In the rows below, change every "pixel coordinates" to "x and y coordinates" and keep everything else unchanged.

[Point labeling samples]
============================================================
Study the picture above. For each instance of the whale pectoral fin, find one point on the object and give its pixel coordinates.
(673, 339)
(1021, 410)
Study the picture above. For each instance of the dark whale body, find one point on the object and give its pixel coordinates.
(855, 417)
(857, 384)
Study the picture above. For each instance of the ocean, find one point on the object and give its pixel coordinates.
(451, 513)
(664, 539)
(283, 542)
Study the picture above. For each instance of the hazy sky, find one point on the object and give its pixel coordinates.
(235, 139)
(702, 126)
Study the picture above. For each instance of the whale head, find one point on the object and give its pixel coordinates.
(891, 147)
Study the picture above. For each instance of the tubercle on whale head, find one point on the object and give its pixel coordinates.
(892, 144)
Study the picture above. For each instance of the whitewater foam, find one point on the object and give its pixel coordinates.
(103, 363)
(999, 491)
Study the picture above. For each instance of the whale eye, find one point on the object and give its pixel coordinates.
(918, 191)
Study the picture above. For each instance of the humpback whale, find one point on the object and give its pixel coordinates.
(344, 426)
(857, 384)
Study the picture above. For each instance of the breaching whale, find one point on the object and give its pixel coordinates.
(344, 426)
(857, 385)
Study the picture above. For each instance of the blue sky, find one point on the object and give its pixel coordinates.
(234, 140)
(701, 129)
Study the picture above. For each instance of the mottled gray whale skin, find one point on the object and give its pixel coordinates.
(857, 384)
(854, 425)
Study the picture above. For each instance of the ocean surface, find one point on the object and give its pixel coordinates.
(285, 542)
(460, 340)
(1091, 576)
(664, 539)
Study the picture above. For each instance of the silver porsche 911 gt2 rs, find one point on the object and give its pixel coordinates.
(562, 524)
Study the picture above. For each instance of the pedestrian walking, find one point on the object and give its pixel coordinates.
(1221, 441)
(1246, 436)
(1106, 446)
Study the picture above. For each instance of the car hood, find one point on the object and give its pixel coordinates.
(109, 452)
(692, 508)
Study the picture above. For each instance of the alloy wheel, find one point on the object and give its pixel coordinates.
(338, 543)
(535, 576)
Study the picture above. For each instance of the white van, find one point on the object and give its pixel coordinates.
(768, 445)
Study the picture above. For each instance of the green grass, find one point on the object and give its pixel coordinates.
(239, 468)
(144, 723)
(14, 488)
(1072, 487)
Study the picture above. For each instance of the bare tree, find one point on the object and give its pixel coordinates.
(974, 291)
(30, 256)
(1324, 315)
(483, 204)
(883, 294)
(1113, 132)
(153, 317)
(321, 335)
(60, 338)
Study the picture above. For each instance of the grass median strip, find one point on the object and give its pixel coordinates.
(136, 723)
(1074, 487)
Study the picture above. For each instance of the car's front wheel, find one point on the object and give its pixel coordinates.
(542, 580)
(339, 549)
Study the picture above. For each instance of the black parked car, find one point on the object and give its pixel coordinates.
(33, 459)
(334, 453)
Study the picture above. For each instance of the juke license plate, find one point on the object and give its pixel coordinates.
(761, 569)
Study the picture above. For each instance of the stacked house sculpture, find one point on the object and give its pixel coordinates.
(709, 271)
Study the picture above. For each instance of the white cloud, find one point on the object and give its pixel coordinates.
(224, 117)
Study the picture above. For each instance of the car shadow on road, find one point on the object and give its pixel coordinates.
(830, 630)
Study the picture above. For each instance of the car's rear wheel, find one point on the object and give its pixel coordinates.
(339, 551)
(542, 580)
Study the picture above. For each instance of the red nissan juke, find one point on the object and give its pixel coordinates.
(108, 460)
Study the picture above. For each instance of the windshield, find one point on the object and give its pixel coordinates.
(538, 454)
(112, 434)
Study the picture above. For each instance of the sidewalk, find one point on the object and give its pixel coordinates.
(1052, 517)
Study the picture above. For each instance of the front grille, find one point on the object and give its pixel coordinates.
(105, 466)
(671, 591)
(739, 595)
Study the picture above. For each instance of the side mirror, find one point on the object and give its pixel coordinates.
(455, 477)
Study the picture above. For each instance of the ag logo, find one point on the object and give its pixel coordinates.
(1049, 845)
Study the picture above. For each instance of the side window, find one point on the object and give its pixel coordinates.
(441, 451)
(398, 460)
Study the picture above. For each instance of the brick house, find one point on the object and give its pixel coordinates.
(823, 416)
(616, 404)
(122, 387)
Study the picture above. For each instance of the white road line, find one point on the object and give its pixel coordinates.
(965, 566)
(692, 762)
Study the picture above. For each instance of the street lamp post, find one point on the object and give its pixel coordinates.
============================================================
▶ _Reply_
Study the picture above. For each instance of the whale pectoral fin, find one point on the object and give its x and y coordinates.
(673, 339)
(1021, 410)
Study the picture above. For each instance of the dark whale body, find one point on the object and give its x and y coordinates.
(855, 417)
(857, 384)
Study the picture above. For each instance of the ocean, find one point on the object and give its x and y coordinates.
(451, 513)
(664, 539)
(283, 542)
Study the picture above. For each instance of the hazy sky, find one point on the object and give its x and y coordinates.
(235, 139)
(702, 126)
Study the picture above. For each instance of the whale head, find one point on the object and give its x and y coordinates.
(891, 147)
Study the picture above. For each instance of the tubercle on whale head, find one point on the object and give its x and y coordinates.
(892, 144)
Study the picture above. For each instance of the whitewater foam, find one point on the object and give its x and y coordinates.
(103, 363)
(999, 491)
Study the picture above. For each instance of the whale eye, find one point on the object and give its x and y coordinates.
(918, 191)
Study the picture above. For each instance of the humpback whale, find one point on the object and give its x and y coordinates.
(344, 426)
(857, 384)
Study the picture above. For each instance of the breaching whale, find one point on the object and give its x and y coordinates.
(344, 426)
(857, 385)
Study the picture above. For each instance of the blue sky, find one point on the object and give its x and y coordinates.
(234, 140)
(701, 129)
Study the picture above. For each instance of the mottled gray whale skin, find one point on the object and give its x and y coordinates.
(857, 384)
(854, 425)
Study the picture above. For each instance of the ocean surface, find one point on the object and give its x and y coordinates.
(285, 542)
(460, 340)
(1091, 576)
(664, 539)
Study the picture above. For each instance of the silver porsche 911 gt2 rs, find one point on the object and give its x and y coordinates.
(562, 524)
Study the picture above. For each instance of the pedestrian walking, find one point on the object and give its x and y coordinates.
(1221, 441)
(1246, 436)
(1106, 446)
Study the picture above. For each instance of the car hood, find one point on the object and give its x and y coordinates.
(109, 452)
(692, 508)
Study the picture above. For each instance of the alloy wheel, find one point on the object and give its x and y coordinates.
(338, 543)
(535, 576)
Study the picture above. For each instance of the white van, find one point on the object and give its x and y coordinates.
(768, 445)
Study the picture above. For each instance of the green grass, find one point on the object and give its x and y coordinates.
(239, 468)
(144, 723)
(14, 488)
(1072, 487)
Study the picture above. For each instance of the bare tree, find one point on the object and give its x and y coordinates.
(974, 291)
(30, 256)
(1324, 315)
(483, 204)
(883, 294)
(1113, 132)
(153, 317)
(321, 335)
(60, 338)
Study the picture above. For each instance of the grass median strip, find one point on the object and give its x and y coordinates.
(136, 723)
(1074, 487)
Study the picture above. For each instance of the car's front wheel, find one point on the object and give its x and y coordinates.
(542, 580)
(339, 549)
Study the picture above. For each instance of the black parked car, find one point on the object and give its x and y coordinates.
(33, 459)
(334, 453)
Study the picture above. For each instance of the juke license plate, find one point on the object and give its x and y coordinates.
(761, 569)
Study the picture above. For each instance of the stacked house sculpture, find one point on the object and give its x and y coordinates.
(709, 271)
Study the picture above. For each instance of the white cloud, find one point on the object and give its x and y coordinates.
(224, 117)
Study the picture above. For each instance of the car shadow on road, find one point on the object and give its x and y coordinates.
(830, 630)
Study the picture above. For each instance of the car's rear wheel, find one point on the object and give its x and y coordinates.
(339, 551)
(542, 580)
Study the picture above. For each instance of the red nissan juke, find one point on the object and give its x and y coordinates.
(108, 460)
Study the picture above. For each instance of the windshield, find one point on the object and give its x and y coordinates.
(538, 454)
(112, 434)
Study the picture above. For each instance of the sidewalk, find one point on the object and give its x and y coordinates.
(1052, 517)
Study the picture above. For each instance of the front grille, find one point on the object and give its x and y coordinates.
(105, 466)
(671, 591)
(739, 595)
Study the picture above. For each instance of the side mirror, find one point on the object and give its x and y coordinates.
(455, 477)
Study the picture above. For each instance of the ag logo, find one point on the object and give its x and y coordinates.
(1049, 845)
Study the picture above. For each instance of the side window, find one point on the object and give its x and y coordinates.
(441, 451)
(398, 460)
Study the picture above. For each instance of the brick house, find one point on the object and give its x and y coordinates.
(823, 416)
(616, 404)
(122, 387)
Study the picture above. For each instance of the white road line, find one point on the object and give its x and y coordinates.
(965, 566)
(692, 762)
Study the picture above. For each instance of the street lamp post, find one point on the object and give its x and y coordinates.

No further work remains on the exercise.